*The task*
Copy out every line of the listing below without changing anything, but leave the pictures out.

*Data for processing*
- - -

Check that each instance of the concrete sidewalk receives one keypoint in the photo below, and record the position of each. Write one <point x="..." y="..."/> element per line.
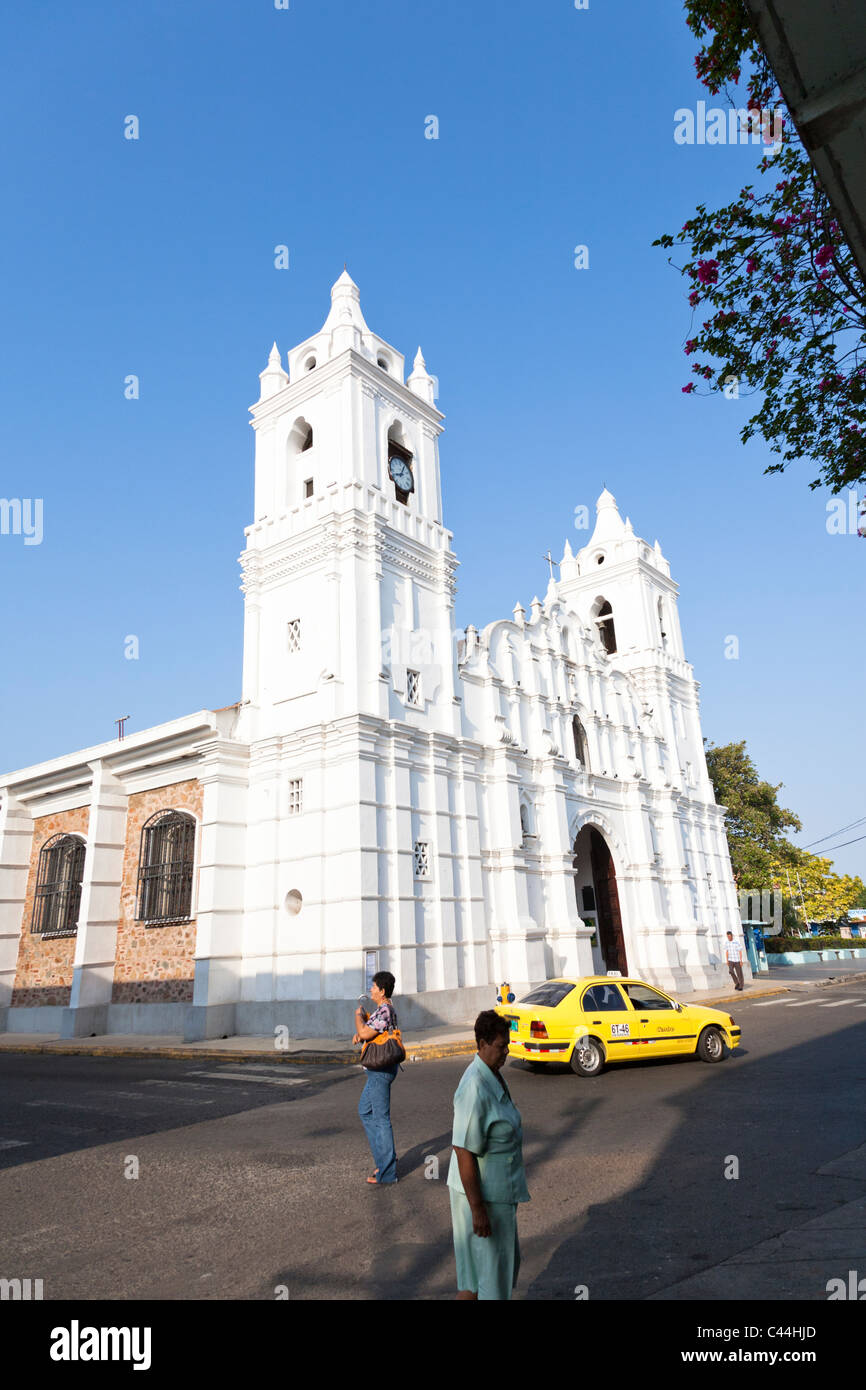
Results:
<point x="421" y="1044"/>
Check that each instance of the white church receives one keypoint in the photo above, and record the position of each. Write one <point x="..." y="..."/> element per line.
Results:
<point x="462" y="808"/>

- - -

*Finished answer*
Check that each instance of the concrete sidewalk receives one keypoint in the photo below, and record the position of each. Write one <point x="..." y="..."/> element per line.
Results:
<point x="421" y="1044"/>
Check that each instance of the white church receives one keypoint in the photo above, and record the position of each. Write one <point x="..." y="..."/> element per line.
Results:
<point x="462" y="808"/>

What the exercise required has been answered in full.